- **Required task**: Locate every line in the records containing the string "walkway", matching case exactly, and copy each one.

(Entries drawn from a collection)

------------------------

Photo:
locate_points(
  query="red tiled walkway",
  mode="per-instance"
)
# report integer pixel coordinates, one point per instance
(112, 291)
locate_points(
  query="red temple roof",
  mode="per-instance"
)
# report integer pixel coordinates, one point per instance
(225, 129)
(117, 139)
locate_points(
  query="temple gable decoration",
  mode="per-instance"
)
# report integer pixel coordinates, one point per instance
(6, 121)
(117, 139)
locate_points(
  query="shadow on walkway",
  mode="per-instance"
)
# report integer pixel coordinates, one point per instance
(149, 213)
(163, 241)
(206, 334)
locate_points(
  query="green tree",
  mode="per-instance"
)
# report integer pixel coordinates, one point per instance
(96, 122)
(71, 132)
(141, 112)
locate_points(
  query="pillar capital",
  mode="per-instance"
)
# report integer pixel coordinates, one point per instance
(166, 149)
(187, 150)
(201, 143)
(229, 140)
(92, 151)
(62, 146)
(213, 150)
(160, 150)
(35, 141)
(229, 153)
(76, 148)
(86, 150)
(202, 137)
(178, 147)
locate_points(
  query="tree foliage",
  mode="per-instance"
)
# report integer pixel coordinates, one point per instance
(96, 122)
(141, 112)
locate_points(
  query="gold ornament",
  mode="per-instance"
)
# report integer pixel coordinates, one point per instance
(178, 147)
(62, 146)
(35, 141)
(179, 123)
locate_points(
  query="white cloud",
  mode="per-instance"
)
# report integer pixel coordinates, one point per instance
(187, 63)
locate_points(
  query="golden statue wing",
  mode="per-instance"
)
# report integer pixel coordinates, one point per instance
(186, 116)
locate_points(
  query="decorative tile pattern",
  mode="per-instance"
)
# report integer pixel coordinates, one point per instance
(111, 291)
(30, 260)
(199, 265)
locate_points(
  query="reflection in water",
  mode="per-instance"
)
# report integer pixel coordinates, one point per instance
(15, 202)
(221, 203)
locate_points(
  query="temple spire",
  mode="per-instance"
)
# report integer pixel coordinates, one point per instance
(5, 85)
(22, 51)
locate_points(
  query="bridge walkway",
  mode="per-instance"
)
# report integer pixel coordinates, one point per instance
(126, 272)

------------------------

- **Solution to this problem**:
  query="red tiled walkway",
  query="shadow on walkway",
  query="bridge walkway",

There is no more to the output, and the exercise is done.